- [Task brief] Set down the records that follow in full and without changes.

- [Dataset excerpts]

+++

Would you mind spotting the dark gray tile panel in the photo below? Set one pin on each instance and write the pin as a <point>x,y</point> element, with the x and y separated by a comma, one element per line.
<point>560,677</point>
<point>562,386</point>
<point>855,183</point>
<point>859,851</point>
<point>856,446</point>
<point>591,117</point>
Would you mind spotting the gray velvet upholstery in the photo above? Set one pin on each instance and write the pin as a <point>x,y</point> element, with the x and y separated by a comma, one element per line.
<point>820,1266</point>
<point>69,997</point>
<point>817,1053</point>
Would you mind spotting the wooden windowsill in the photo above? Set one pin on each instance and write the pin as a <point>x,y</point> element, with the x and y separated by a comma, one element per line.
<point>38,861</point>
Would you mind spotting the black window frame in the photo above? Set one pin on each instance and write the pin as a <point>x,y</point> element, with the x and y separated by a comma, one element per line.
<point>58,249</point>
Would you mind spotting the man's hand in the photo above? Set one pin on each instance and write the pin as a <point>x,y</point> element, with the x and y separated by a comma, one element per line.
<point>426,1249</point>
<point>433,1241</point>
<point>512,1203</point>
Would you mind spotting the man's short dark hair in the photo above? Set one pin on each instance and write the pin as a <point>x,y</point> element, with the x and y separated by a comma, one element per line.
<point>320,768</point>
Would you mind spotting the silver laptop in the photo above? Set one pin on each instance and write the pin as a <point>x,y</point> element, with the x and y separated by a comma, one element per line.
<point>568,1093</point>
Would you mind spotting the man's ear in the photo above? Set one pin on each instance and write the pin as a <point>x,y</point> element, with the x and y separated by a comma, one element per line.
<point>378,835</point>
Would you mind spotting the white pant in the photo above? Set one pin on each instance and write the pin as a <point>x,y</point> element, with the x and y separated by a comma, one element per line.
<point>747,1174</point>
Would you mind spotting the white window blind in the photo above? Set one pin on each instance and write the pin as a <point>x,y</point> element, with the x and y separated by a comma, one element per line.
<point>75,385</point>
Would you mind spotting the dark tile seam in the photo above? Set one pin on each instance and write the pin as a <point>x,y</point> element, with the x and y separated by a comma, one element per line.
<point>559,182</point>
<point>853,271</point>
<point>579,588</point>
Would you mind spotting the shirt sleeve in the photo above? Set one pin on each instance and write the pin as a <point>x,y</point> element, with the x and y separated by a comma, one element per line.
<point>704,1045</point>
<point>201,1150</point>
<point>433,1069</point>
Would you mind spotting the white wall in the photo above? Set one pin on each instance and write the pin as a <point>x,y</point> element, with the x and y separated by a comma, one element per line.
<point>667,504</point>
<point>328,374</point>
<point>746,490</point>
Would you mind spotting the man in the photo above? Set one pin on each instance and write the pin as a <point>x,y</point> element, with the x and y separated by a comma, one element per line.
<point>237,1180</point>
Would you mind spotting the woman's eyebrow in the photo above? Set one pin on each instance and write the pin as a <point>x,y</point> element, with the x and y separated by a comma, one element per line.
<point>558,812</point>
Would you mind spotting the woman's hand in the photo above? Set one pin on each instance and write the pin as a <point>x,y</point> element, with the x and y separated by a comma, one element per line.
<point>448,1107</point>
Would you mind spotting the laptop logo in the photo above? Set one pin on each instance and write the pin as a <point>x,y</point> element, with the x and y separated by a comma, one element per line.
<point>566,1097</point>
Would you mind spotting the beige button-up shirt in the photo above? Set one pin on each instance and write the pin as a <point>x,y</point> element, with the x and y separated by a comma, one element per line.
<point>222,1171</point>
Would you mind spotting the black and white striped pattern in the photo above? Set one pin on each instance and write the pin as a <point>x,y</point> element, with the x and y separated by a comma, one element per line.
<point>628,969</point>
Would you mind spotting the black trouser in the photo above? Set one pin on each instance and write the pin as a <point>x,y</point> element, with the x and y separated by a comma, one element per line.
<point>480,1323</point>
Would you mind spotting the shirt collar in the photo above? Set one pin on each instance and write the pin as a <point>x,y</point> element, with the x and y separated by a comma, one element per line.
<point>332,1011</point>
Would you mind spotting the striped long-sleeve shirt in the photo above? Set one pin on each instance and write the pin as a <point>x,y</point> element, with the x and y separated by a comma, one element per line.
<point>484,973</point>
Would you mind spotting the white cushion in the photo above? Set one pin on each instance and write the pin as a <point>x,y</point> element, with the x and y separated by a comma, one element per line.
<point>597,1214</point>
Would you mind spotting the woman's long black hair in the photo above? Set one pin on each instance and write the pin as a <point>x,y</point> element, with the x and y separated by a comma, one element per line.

+++

- [Result]
Would you mind spotting the dark gray tile panel in the photo below? Set one pin on each instance and write the pin as a <point>x,y</point> element, with the x and y separated by a comma, one element per line.
<point>560,677</point>
<point>562,386</point>
<point>855,183</point>
<point>859,851</point>
<point>856,446</point>
<point>591,117</point>
Would you mind spotting the gray velvet upholstery in the photo above? Set one pin on each instance and write the pin as a <point>x,y</point> element, with the x and y separated by a comma, one element per line.
<point>820,1266</point>
<point>69,997</point>
<point>817,1053</point>
Would you mind spotting the wooden windowsill in the photo above? Set one pin on each instance and write the pin as a <point>x,y</point> element, with the x and y separated by a comma, one element per line.
<point>38,861</point>
Would you mind spotting the black window frame in the photo above? Set one pin on each instance and write the pin as a <point>x,y</point> element, with the x and y separated by a comma, one element per line.
<point>58,249</point>
Would you mind spotting the man's hand in the photo above? Set one pin on each instance and write the pin as a <point>x,y</point> element, with the x and y separated by a comma, one element per line.
<point>426,1249</point>
<point>433,1241</point>
<point>512,1203</point>
Would you mind spotting the man's short dark hair in the photo above? Set one pin on each instance and write the pin as a <point>x,y</point> element, with the x and y separated by a comma, one element per line.
<point>320,768</point>
Would you mind spotting the silver laptop in the photo above? Set one pin on each instance and write the pin as a <point>x,y</point> element, with the x and y separated by a comma, one element per line.
<point>568,1093</point>
Would you mind spotting the man's ear in the photo above? Set one pin on each instance and write the pin as a <point>x,y</point> element, with the x and y separated by a comma, one element per line.
<point>378,835</point>
Would you mind spotting the white pant in the photo above? Set one pin on each instance and write the pin as a <point>x,y</point> element, with the x and y separated by a comma, one element per line.
<point>747,1174</point>
Would you mind spotting the white window blind in the photo above? Set one pin on each instance and write the pin as a <point>x,y</point> element, with the x and y separated by a comma, one element per line.
<point>75,385</point>
Would you mind spotting the dark tile seam in the photo above? Set one pin on each instance and write the pin as a <point>x,y</point> element, with the x and y separated by a comma, one element per line.
<point>559,182</point>
<point>853,271</point>
<point>579,588</point>
Would you mind spotting the shirt sleeve in the photo above? Set one pin on each instance and write the pin as a <point>x,y</point> element, with the x and y separated by a comma, one element per line.
<point>704,1045</point>
<point>201,1150</point>
<point>433,1069</point>
Would you mind spotting the white wall in the photo above? Set one pin on each instance and write the pin as a <point>x,y</point> element, with the x and y separated by a comma, one element per line.
<point>667,504</point>
<point>328,374</point>
<point>746,490</point>
Would you mind spotting the man in the photo above? Set one pin on each instance and write the pin as a <point>x,y</point> element, with the x and y separated by a comma, one element per line.
<point>237,1180</point>
Would you mind spotting the woman's eyebrow in the photo above? Set one pin on each instance and write the pin as a <point>x,y</point> element, with the x and y separated by a comma, one element per line.
<point>558,812</point>
Would you mind spotting the woman's hand in the photo above? Set one pin on each instance and write the pin as a <point>x,y</point> element, with the x and y separated by a comma, one element per line.
<point>448,1107</point>
Would you mind spotting the laptop logo in the photo above? Set one pin on each instance and write the pin as a <point>x,y</point> element, with the x and y separated by a comma, one element per line.
<point>566,1097</point>
Would you mind spotting the beige button-up shirt in the photo above? Set one pin on each instance and write the pin as a <point>x,y</point> element, with the x and y separated by a comma, one element per line.
<point>222,1171</point>
Would you mind spotting the black and white striped pattern in the photo above? Set one pin on each instance and write the pin as a <point>x,y</point> element, with the x and y separated by a comma, one element per line.
<point>628,969</point>
Would you mind spotting the black trouser in the photo above? Set one pin on each instance and write the pin as a <point>x,y</point> element, with the x and y separated by a comma, one element per line.
<point>480,1323</point>
Would you mind spotting the shirt collar in the photo above? Set one pin on each instance and write the pin as a <point>x,y</point> element, with the x and y separated by a comma, one element per line.
<point>332,1011</point>
Would you mind spotting the striped long-sleeve shirt in the photo above? Set one pin on each instance and write the pin as a <point>x,y</point> element, with the x and y separated by a comma, one element per line.
<point>484,973</point>
Would you mind spotting the white cushion in the photo above? Set one pin on each instance and write the pin as a <point>x,y</point> element, with the x and y separated by a comma, one element per line.
<point>597,1214</point>
Would you mind spotting the woman's long black hair in the photo above? Set one pin on each instance and write the pin as a <point>x,y</point> element, with the x and y separated by a comma, one element per line.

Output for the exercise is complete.